Instructions for the task: Rewrite the records from the start up to and including the line with "915L201 930L214 926L239" as a two-column CSV with the headers instruction and output. Give one row per instruction, with its full text and its result each in a single quoted field, line breaks turned into spaces, and the pictures left out.

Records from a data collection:

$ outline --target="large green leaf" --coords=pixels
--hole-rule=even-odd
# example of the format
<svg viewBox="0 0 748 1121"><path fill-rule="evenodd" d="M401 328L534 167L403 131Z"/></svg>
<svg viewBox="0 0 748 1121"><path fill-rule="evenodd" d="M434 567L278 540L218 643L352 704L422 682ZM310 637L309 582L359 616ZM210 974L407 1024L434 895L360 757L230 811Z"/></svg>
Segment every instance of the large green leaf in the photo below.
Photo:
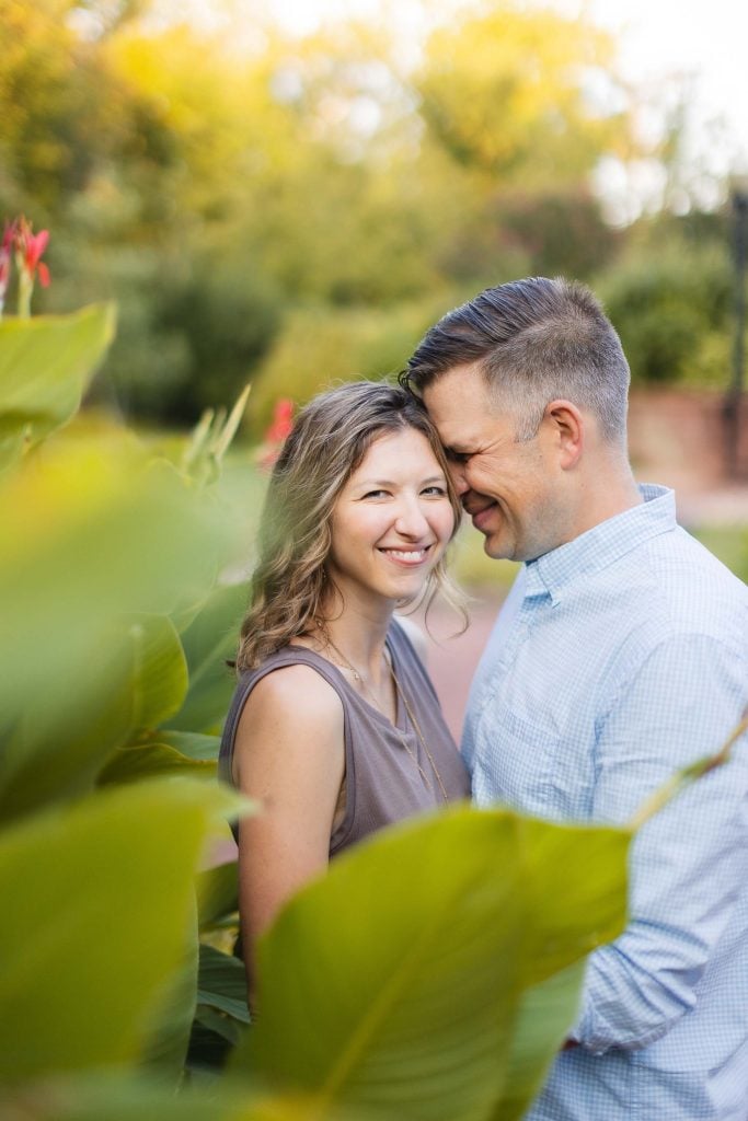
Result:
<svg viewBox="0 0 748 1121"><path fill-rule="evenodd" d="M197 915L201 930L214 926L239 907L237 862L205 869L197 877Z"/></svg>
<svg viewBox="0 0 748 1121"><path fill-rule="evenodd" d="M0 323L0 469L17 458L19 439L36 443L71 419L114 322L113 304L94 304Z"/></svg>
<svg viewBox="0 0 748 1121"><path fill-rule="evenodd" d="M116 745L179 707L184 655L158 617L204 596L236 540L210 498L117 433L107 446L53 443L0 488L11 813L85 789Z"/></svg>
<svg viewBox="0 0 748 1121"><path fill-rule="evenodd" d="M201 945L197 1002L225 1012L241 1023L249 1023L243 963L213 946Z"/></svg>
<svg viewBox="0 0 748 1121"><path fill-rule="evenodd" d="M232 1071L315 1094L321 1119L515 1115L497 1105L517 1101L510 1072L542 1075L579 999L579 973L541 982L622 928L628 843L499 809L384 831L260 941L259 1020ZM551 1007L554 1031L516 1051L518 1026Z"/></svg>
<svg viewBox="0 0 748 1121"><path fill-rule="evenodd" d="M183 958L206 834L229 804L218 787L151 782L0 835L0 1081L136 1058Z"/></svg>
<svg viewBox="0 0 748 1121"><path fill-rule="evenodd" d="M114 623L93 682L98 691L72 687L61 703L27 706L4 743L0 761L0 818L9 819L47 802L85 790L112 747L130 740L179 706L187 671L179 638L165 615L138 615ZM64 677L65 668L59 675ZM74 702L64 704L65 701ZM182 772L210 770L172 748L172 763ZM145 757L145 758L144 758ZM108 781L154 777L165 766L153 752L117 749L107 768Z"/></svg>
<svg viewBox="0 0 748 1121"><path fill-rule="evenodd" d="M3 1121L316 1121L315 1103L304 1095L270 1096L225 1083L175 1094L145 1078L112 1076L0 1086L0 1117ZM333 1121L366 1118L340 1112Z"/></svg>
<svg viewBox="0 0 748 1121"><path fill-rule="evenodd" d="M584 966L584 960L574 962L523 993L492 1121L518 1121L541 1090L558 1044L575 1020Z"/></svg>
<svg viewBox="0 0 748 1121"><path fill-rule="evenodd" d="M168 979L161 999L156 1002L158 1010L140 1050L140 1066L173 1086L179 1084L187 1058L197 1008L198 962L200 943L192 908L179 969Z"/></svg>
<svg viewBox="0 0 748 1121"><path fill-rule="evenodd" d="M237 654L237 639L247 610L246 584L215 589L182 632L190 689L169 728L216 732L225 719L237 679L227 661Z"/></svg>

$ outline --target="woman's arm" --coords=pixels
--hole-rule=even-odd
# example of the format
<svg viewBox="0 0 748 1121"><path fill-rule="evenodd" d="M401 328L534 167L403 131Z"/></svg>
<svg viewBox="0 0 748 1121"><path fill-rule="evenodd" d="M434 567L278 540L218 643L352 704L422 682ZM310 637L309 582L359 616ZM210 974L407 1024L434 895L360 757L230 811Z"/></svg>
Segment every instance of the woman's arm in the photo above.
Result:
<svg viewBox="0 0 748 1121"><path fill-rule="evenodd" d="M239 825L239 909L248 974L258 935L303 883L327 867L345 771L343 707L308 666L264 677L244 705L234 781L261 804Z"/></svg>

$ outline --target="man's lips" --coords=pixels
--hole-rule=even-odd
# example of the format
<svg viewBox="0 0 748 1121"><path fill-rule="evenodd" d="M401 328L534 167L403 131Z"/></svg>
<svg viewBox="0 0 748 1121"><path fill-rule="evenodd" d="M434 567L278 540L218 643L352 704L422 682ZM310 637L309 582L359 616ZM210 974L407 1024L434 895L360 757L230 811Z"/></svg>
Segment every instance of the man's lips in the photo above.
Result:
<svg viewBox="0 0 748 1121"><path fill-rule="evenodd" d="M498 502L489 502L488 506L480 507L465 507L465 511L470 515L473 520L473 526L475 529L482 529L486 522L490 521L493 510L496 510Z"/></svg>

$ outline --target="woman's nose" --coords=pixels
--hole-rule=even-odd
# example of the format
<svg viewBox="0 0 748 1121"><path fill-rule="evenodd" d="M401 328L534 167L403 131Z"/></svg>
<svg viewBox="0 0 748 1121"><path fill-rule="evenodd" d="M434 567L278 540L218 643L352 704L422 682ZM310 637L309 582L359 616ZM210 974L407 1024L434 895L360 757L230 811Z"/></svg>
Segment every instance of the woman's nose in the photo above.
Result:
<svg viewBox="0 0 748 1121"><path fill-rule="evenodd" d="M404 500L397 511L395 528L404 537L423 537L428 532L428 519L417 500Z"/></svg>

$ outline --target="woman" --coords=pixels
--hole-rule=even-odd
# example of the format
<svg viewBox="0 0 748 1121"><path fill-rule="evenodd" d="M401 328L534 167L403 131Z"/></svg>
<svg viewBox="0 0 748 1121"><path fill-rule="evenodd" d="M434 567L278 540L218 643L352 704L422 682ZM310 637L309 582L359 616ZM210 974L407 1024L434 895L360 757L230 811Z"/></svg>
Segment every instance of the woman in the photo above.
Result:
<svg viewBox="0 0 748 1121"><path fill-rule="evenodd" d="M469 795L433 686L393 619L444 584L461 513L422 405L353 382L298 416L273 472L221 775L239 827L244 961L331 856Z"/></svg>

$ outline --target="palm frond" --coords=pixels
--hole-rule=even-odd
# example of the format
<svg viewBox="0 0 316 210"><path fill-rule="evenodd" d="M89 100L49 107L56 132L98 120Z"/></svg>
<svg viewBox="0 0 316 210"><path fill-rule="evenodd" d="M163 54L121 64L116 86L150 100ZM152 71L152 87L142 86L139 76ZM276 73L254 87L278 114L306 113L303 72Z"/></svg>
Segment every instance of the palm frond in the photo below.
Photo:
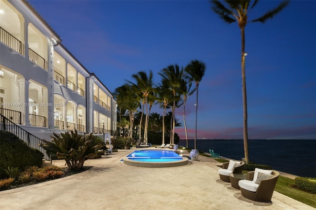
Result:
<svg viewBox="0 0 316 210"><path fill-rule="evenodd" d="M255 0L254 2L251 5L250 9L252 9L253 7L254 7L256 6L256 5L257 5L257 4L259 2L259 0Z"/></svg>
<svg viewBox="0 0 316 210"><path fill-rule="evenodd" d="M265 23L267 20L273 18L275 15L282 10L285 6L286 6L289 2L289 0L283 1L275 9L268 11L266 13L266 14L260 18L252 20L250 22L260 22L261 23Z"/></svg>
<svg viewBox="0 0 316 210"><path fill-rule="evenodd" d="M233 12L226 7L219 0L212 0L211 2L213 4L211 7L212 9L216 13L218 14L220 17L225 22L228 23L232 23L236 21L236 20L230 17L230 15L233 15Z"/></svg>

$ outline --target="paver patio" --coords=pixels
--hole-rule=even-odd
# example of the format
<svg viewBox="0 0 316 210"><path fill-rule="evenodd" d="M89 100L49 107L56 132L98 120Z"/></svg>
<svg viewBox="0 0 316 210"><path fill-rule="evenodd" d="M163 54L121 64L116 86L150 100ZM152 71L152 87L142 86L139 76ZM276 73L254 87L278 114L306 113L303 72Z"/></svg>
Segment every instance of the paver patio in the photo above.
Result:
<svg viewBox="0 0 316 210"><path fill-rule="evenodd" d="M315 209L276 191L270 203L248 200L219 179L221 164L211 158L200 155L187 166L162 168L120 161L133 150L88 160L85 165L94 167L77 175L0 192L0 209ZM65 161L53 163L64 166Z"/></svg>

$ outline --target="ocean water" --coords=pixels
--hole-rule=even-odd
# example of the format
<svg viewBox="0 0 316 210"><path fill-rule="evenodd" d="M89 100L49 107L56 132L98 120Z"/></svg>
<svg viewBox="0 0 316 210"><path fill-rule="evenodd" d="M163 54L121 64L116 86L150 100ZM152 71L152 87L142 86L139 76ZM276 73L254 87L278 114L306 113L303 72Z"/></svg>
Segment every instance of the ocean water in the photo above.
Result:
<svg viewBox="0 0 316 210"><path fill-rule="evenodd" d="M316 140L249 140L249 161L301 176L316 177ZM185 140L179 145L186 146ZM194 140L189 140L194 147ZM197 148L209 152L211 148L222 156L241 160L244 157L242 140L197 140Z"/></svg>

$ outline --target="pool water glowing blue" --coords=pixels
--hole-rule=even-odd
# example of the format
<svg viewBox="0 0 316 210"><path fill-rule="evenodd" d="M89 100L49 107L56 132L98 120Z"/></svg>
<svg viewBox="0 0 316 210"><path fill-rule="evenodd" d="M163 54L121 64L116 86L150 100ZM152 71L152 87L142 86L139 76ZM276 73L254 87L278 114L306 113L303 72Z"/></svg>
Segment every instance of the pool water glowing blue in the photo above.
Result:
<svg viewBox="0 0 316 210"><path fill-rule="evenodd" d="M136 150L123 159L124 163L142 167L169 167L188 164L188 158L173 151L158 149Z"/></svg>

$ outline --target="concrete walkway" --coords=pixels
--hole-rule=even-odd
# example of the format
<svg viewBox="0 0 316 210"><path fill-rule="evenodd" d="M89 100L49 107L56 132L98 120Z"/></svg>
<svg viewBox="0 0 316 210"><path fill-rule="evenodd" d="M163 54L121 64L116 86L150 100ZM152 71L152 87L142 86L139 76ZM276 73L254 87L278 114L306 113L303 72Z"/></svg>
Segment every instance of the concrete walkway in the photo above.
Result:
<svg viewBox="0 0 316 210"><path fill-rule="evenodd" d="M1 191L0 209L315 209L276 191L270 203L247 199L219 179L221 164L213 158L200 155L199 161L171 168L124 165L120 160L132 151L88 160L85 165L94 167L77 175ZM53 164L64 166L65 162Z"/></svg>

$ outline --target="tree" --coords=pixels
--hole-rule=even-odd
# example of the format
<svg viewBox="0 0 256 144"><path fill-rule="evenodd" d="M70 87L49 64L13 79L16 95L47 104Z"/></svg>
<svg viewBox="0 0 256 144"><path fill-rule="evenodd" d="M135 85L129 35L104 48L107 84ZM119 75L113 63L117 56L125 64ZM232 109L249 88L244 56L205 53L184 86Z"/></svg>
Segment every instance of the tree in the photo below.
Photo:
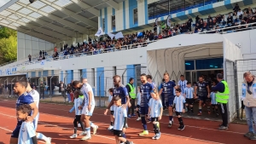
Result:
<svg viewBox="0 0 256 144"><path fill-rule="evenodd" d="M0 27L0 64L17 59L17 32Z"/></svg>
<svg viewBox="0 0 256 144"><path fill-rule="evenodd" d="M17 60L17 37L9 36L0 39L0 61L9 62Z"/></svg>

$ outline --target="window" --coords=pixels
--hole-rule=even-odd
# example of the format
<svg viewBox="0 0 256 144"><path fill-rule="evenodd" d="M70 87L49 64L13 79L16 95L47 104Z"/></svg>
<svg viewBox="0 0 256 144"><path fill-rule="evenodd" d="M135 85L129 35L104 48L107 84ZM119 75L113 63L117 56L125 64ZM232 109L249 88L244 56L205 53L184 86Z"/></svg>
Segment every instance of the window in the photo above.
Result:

Response for this exercise:
instruction,output
"$ outline --target=""large green leaf"" --coords=pixels --hole-rule=even-odd # example of the format <svg viewBox=""0 0 748 1121""><path fill-rule=""evenodd"" d=""M401 328L534 167L403 131Z""/></svg> <svg viewBox=""0 0 748 1121""><path fill-rule=""evenodd"" d=""M434 567L278 540L218 643L352 704L422 682ZM310 637L309 582L359 616ZM210 974L407 1024L434 895L360 757L230 811Z""/></svg> Segment every instance of the large green leaf in the photo below. Photo: Result:","<svg viewBox=""0 0 748 1121""><path fill-rule=""evenodd"" d=""M197 915L201 930L214 926L239 907L237 862L205 869L197 877Z""/></svg>"